- What this task involves
Can you print every record below exactly as written?

═══ Materials provided

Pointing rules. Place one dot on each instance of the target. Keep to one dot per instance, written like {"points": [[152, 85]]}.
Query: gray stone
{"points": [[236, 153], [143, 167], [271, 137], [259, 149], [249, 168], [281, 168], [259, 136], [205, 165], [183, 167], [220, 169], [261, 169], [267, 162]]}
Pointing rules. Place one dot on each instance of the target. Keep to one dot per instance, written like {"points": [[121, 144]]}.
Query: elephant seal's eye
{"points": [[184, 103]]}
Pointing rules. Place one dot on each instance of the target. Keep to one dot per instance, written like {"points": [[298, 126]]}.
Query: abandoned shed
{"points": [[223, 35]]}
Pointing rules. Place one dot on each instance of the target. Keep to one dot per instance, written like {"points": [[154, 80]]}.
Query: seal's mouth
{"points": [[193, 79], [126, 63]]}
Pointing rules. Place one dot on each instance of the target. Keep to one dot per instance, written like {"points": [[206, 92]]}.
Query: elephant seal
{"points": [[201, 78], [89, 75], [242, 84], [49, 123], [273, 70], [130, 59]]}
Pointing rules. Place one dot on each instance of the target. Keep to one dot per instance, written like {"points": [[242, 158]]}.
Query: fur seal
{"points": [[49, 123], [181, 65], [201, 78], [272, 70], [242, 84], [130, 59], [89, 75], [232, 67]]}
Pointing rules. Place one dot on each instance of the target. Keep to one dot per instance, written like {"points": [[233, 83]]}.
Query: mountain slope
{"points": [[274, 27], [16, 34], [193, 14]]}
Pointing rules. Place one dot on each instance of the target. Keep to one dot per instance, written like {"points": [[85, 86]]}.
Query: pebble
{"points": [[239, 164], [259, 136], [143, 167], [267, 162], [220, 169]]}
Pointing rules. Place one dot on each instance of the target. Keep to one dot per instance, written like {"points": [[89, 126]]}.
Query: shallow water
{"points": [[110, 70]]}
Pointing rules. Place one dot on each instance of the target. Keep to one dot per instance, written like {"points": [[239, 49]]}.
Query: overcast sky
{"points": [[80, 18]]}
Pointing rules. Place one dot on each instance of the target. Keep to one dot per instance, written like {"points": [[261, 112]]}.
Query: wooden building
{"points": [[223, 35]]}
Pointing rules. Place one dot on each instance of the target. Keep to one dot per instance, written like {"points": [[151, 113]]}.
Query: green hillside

══════

- Reply to the task
Pointing rules. Place one dot on each instance of the target. Keep to one dot per instance, written like {"points": [[152, 85]]}.
Query: gray stone
{"points": [[236, 153], [143, 167], [271, 137], [259, 149], [249, 168], [281, 168], [259, 136], [205, 165], [183, 167], [220, 169], [261, 169], [267, 162]]}
Pointing rules. Place one dot on each instance of the target. Keep to one dot per instance, written like {"points": [[121, 144]]}.
Query: elephant seal's eye
{"points": [[184, 103]]}
Pointing rules. Place one dot on each instance of the target. Keep to one dot per instance, written like {"points": [[298, 126]]}.
Query: abandoned shed
{"points": [[223, 35]]}
Pointing rules. Place one dot on each instance of the target. Keep to one dot per instance, written like {"points": [[154, 80]]}.
Query: seal's mouth
{"points": [[193, 79], [126, 63]]}
Pointing rules. Place one dot on each instance of the target. Keep to one dot per instance, written like {"points": [[206, 92]]}.
Query: elephant seal
{"points": [[201, 78], [89, 75], [242, 84], [49, 123], [273, 70], [130, 59]]}
Pointing rules. Place one dot on each instance of the target. Keep to one dot per instance, written like {"points": [[242, 158]]}.
Query: fur seal
{"points": [[49, 123], [181, 65], [201, 78], [272, 70], [242, 84], [130, 59], [89, 75], [232, 67]]}
Pointing rules. Place one dot on each instance of the target. Keep to one dot per instance, written like {"points": [[233, 83]]}.
Query: mountain slope
{"points": [[274, 27], [16, 34], [193, 14]]}
Pointing rules. Place one dot on each instance of the target. Keep to one dot per instance, written like {"points": [[85, 86]]}.
Query: pebble
{"points": [[239, 164], [259, 136], [143, 167], [267, 162], [220, 169]]}
Pointing rules. Place one dot on each instance of the target. Keep to one dot per instance, written like {"points": [[89, 126]]}.
Query: shallow water
{"points": [[110, 70]]}
Pointing rules. Place one dot on each instance of the target. Keep to one dot per instance, written like {"points": [[239, 49]]}.
Query: overcast sky
{"points": [[80, 18]]}
Pointing rules. Place one dot on each instance of the target. Keep to one dot per instance, written like {"points": [[261, 112]]}.
Query: wooden building
{"points": [[223, 35]]}
Pointing rules. Place one dot on each instance of the target. Keep to one dot per instance, written like {"points": [[151, 113]]}.
Query: green hillside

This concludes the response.